* Point labeling dataset excerpts:
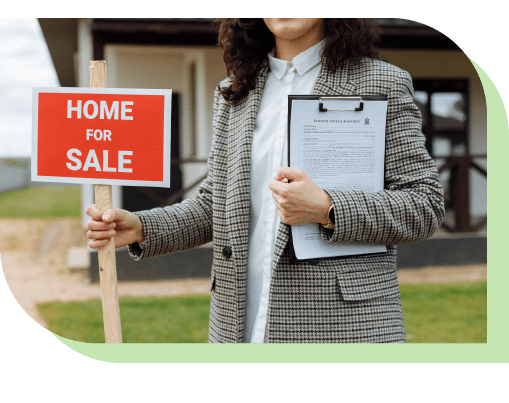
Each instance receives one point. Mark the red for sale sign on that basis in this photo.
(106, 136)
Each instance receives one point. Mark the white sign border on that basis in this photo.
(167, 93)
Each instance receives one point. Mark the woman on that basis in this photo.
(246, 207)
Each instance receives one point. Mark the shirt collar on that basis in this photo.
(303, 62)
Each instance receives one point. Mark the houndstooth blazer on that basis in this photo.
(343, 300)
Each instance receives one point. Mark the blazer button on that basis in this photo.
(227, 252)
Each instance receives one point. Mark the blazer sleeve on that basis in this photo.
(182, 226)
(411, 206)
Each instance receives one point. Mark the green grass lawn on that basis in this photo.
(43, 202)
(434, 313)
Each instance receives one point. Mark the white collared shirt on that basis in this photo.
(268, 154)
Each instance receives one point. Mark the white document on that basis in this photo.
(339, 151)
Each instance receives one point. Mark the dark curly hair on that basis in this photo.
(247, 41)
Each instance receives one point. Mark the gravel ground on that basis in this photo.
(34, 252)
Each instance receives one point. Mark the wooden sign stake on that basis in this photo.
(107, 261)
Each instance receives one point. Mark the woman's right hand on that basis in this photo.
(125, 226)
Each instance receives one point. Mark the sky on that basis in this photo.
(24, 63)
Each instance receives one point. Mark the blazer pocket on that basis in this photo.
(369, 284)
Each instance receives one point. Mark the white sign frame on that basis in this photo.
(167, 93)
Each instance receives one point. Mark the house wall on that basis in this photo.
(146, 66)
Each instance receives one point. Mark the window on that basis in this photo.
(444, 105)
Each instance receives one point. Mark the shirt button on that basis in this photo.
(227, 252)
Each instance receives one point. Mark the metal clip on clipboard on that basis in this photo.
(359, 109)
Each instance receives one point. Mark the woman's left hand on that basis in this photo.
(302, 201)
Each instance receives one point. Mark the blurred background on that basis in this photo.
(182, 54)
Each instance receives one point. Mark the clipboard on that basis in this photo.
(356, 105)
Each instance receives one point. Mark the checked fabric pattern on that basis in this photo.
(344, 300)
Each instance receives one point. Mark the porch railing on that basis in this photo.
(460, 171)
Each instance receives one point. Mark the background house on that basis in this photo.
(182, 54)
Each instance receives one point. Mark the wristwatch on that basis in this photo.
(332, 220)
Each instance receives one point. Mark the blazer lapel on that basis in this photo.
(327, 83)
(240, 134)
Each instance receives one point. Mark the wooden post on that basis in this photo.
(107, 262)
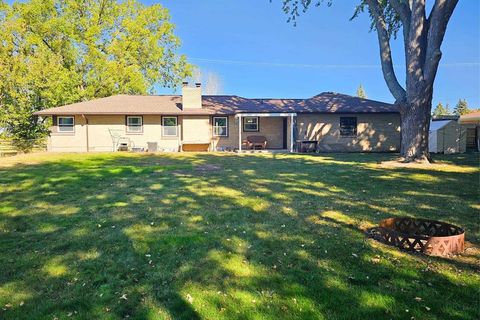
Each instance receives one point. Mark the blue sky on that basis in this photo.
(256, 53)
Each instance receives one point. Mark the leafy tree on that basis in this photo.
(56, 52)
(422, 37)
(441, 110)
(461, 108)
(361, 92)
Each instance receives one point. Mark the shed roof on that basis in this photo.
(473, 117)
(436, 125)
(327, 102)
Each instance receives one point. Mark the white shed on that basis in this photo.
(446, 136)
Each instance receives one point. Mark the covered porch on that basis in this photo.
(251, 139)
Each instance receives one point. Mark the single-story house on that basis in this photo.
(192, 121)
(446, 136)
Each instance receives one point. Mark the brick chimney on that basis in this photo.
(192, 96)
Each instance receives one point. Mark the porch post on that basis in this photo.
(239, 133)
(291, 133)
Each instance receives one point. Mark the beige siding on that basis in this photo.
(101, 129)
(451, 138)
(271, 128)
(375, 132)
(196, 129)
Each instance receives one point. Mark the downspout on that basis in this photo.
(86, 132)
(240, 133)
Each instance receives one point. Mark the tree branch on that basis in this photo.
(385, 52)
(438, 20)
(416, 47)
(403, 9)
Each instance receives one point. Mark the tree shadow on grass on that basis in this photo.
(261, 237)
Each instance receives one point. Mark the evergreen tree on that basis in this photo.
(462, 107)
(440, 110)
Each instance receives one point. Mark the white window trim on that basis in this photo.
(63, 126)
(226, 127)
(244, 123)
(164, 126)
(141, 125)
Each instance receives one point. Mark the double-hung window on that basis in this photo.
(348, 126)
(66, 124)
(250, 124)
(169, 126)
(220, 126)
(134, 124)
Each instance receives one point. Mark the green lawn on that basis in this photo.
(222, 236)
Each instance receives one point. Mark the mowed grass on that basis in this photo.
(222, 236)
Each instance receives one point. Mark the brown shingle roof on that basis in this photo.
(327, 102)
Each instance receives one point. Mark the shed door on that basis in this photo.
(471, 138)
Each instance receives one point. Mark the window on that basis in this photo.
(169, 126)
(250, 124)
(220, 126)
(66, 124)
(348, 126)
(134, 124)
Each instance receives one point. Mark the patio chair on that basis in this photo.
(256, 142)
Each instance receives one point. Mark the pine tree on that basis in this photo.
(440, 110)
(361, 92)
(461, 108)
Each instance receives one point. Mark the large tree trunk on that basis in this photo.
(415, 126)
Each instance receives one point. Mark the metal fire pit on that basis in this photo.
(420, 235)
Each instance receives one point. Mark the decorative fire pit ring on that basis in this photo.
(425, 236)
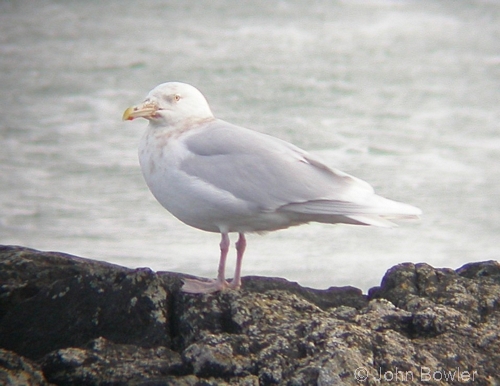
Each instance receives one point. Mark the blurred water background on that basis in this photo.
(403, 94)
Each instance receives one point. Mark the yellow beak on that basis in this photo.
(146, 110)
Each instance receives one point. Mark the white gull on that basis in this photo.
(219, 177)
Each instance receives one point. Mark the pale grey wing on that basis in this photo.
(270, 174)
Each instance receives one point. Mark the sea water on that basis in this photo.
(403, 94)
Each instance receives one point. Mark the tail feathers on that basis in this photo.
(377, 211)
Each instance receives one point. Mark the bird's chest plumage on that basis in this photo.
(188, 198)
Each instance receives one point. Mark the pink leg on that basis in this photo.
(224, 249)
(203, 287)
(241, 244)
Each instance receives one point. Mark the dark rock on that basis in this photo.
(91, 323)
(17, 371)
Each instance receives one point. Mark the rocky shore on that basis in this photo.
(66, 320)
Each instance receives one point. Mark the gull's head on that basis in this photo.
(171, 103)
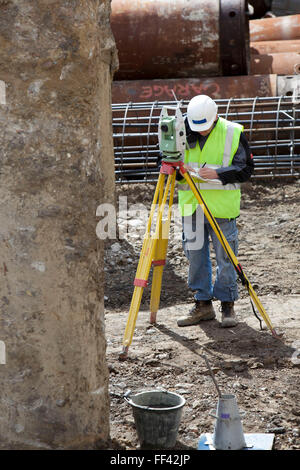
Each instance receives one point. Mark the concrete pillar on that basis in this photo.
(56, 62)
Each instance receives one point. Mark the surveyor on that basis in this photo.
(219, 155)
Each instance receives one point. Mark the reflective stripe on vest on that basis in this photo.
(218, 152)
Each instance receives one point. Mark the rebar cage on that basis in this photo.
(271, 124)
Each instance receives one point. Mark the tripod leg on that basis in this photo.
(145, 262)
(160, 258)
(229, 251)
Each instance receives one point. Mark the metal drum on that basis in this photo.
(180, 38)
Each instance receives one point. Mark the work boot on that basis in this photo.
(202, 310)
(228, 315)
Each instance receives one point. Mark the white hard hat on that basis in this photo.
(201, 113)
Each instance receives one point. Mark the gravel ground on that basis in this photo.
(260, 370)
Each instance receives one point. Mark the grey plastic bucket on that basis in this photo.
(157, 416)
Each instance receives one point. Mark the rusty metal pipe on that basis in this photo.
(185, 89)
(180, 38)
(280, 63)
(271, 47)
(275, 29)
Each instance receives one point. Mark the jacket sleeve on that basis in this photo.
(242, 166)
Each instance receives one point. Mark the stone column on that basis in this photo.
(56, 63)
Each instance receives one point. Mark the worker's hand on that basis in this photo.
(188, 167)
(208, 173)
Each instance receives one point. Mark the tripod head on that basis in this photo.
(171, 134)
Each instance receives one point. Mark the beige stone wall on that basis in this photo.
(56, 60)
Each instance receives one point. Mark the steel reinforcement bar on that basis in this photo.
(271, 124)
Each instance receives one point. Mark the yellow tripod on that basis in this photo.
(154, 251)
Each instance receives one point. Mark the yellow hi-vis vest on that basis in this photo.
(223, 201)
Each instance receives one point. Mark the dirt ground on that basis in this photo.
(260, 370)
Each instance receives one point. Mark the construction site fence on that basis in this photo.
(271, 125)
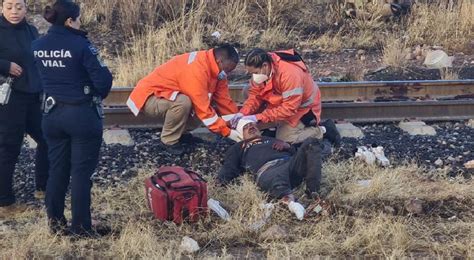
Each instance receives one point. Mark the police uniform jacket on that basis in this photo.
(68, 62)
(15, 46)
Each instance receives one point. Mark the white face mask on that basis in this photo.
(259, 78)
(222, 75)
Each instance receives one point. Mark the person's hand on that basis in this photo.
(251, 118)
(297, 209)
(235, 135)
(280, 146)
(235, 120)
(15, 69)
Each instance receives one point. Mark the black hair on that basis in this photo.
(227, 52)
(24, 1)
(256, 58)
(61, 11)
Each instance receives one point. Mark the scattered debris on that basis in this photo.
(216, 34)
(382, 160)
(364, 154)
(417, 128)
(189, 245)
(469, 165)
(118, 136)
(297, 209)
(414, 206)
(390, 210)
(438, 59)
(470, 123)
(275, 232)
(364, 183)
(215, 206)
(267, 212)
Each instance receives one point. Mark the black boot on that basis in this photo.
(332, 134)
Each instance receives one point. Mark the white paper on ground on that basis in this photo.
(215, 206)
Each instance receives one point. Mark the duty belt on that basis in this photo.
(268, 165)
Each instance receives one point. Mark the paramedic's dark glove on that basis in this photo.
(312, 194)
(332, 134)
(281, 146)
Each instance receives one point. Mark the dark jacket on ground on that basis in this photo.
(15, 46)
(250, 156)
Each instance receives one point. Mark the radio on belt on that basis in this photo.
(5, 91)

* Instructions to follow: Write out exactly the lines beginning with the line that holds "Each instance receives one point. Mark the tripod head" and ending with the final line of the data, both ends included, without the pictures.

* Expected answer:
Each instance receives one point. Mark the tripod head on that basis in this photo.
(171, 134)
Each instance receives one point. Mark the beige stone wall on that basis in this photo.
(56, 60)
Each instance receives one point. Mark the steel reinforcement bar on that basis in this photo.
(271, 124)
Each instance receives one point. Mark the yellow tripod on that basis in this photo.
(154, 251)
Each instance receives one point. Mark the yellow hi-vis vest on that basis in this photo.
(223, 201)
Each instance receives one point. Mark the dirt ground on that basis in this photo.
(260, 370)
Each instance receives one point. Mark the construction site fence on that basis in this photo.
(271, 125)
Each instance receives one point. Mark the police uniform jacket on that basis in this photo.
(68, 62)
(15, 46)
Each instance receives one point. Mark the white face mask on that basis in this photo.
(259, 78)
(222, 75)
Each instance receives one point. Mark the person's hand on that basis in this photo.
(251, 118)
(297, 209)
(235, 135)
(280, 146)
(235, 120)
(15, 69)
Each instance receives one point. Mark the black hair on that basis in this photo.
(227, 52)
(24, 1)
(256, 58)
(61, 11)
Each instance receives one point. Mark the scattered debris on that basis in this photo.
(216, 34)
(382, 160)
(364, 154)
(417, 128)
(189, 245)
(469, 165)
(118, 136)
(297, 209)
(414, 206)
(390, 210)
(438, 59)
(470, 123)
(275, 232)
(364, 183)
(215, 206)
(267, 212)
Each instance receives one point. Mark the black boot on that basis in this photo.
(332, 134)
Each instance receives one point. Mark the white paper on ground on that basis in this photo.
(215, 206)
Each instance receives one point. Mark the duty belt on that basis in this photo.
(268, 165)
Each instance receives one point. Mark the paramedic's dark glove on that basis in this photo.
(312, 194)
(332, 134)
(281, 146)
Each instance receives one point. Mark the dark jacket on ground on that basis in this photo.
(15, 46)
(250, 156)
Each instance receives one point. Mark the radio on belt on that basis in this photo.
(5, 91)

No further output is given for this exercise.